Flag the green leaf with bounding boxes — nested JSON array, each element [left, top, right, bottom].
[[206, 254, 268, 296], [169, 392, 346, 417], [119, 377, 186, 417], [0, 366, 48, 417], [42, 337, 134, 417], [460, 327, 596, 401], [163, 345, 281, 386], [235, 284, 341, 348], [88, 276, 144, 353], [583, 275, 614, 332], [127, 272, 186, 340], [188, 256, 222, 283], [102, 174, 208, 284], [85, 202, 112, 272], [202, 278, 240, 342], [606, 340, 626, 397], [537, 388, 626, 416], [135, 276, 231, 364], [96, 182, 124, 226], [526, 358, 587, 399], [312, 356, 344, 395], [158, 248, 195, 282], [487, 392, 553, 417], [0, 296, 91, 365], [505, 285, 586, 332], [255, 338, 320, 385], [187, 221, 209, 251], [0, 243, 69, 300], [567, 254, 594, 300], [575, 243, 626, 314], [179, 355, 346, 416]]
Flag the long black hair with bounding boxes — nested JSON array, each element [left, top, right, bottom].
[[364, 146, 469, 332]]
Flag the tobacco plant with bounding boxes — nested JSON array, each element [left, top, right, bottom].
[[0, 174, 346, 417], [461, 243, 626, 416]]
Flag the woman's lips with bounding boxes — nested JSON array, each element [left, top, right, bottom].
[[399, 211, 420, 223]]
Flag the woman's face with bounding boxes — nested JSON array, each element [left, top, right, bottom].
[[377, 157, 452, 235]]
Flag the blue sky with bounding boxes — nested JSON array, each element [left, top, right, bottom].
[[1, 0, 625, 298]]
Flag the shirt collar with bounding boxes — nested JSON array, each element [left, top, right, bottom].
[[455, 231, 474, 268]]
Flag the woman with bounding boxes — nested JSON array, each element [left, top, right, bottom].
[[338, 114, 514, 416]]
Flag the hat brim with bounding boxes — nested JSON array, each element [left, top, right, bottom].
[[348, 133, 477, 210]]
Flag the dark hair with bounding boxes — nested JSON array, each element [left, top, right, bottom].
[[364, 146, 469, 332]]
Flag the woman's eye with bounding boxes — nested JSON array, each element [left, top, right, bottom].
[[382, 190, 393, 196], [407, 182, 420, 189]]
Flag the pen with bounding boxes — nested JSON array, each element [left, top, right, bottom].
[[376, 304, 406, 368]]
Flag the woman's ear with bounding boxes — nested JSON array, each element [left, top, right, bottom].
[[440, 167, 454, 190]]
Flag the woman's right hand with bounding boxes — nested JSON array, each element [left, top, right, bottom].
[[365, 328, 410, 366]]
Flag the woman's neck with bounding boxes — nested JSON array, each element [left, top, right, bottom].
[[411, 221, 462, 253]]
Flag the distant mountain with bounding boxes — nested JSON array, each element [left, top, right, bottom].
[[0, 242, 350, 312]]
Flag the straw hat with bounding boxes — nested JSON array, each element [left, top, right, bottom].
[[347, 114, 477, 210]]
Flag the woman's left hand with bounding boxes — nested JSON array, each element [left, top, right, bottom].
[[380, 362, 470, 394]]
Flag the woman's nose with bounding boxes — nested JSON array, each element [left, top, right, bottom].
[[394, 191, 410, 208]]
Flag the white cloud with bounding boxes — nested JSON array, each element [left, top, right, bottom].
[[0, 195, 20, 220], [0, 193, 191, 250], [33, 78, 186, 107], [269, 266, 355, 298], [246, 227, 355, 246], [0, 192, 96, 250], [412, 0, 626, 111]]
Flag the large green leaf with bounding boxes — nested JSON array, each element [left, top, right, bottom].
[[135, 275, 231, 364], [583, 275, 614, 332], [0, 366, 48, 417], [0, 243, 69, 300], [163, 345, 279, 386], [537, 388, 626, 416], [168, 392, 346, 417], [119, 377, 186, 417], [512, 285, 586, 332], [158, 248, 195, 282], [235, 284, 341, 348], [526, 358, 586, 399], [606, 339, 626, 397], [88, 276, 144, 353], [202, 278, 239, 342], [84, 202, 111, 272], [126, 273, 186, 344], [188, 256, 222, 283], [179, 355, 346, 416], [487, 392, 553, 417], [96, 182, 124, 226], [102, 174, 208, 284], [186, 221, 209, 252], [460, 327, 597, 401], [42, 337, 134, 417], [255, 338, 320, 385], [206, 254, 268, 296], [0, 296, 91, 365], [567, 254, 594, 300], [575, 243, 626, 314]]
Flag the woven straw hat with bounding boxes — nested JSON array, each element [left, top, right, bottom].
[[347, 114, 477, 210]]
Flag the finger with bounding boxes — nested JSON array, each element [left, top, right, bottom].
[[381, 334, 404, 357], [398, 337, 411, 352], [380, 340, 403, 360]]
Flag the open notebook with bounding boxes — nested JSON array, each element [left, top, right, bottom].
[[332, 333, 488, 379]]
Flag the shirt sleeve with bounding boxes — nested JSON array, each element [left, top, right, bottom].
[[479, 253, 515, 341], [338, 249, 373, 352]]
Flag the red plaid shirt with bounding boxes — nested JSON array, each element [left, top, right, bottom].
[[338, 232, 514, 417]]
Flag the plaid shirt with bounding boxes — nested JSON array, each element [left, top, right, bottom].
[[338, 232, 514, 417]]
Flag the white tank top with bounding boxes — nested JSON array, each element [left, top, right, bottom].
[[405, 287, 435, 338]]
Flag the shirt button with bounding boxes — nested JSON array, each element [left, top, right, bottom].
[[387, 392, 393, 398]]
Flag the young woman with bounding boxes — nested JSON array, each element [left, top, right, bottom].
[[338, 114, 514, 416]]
++++++++
Task prompt:
This task calls for an exact reproduction of the lines that start at the one containing "Flag the red" and continue to the end of the entries above.

Expected answer:
Flag the red plaid shirt with bounding boxes — nested JSON array, each element [left, top, right, bottom].
[[338, 232, 514, 417]]
Flag the plaid shirt with bounding boxes — nested JSON array, each element [left, top, right, bottom].
[[338, 232, 514, 417]]
Flag the white tank top with bounding boxes — nested JSON array, each element [left, top, right, bottom].
[[405, 287, 435, 338]]
Flag the shirt button with bounding boxes — nested JSON array, each element [left, top, right, bottom].
[[387, 392, 393, 398]]
Flag the young woman with bounding boxes — nested JSON array, each element [left, top, right, bottom].
[[338, 114, 514, 416]]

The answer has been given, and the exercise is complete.